* **GIVEN PASSAGE**:
# # # # #
Soon after I graduated, uncles and aunts and what-nots have put constant pressure on my dad to ask me "to come home and take care of the house". And especially after dad lost in the last election, the pressure grew to "How are you going to support her? We all know how expensive living in Delhi is! Ask her to come home, a Master's degree is more than enough. Anymore than that, no one will marry her". My dad was quiet. And when it was time, he dropped me to the airport, waved me off and told me to go fight for my dreams. I know that all the uncles and aunts and what-nots, somehow, want the best for me and my dad.  They could see that my dad was all alone and he needed someone to take care of him and help him run the house. But despite their good will, giving me a chance at doing what I want to do was just out of question. Why? "Because you're a girl. Once you come of age you'll be married off. Why spend so much time and money on you?". And here I thought we are living in the 21st century!! Well, Hello!!
# # # # #
* **STATED GOAL A**: Based on the passage above about family pressure, do these statements agree with it? Answer yes or no for each, and quote the words that decide it. (i) The writer's dad lost in the last election. (ii) The dad dropped the writer off at the train station. (iii) Relatives said a Master's degree was more than enough.

(Image object location rows)
# # # # #
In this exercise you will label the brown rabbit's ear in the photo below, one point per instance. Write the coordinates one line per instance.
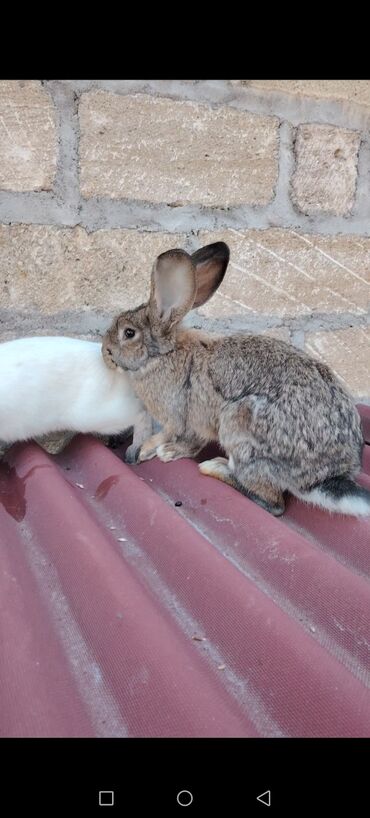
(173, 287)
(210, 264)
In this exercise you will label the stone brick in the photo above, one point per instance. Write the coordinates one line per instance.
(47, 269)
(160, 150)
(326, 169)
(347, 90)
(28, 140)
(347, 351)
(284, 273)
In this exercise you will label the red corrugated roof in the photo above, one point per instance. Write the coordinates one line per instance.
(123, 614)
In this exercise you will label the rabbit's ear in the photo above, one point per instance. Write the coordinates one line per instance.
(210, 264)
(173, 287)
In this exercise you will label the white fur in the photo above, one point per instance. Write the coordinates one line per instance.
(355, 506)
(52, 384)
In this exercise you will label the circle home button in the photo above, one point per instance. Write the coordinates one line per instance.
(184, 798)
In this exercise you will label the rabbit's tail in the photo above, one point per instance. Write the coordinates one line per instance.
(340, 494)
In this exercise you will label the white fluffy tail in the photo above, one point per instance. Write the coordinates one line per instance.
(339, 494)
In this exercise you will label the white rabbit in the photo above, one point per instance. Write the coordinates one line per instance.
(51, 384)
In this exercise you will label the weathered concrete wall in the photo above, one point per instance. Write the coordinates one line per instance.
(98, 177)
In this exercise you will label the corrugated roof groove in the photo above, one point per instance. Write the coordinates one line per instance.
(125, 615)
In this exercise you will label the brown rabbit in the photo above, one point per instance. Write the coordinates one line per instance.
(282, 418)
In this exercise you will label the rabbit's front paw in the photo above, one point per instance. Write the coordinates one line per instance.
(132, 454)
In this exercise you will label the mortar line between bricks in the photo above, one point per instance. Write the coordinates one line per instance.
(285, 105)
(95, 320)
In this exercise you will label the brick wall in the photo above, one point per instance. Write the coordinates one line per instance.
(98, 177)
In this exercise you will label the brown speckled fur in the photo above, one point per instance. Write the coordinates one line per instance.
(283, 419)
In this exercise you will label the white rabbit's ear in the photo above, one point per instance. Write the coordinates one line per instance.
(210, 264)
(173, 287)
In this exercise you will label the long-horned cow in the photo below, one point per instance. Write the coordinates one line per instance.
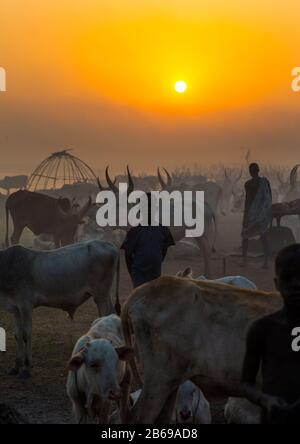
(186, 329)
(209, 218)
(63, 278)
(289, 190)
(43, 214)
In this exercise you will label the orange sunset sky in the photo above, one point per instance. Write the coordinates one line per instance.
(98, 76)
# # # # #
* **STATED GOAL B**: Rewrite the rows from the line that has "In this exercise you will label the orange" through the end of the rows. Swap "sunset" for "evening" and leave everything else unchanged.

* **COMPLETE OUTPUT A**:
(i) Yes: "especially after dad lost in the last election"
(ii) No: "he dropped me to the airport"
(iii) Yes: "a Master's degree is more than enough"

* **COMPLETE OUTPUT B**:
In this exercise you will label the orange evening sky in the photo above, one point per instance. Write the coordinates one line per instance.
(98, 76)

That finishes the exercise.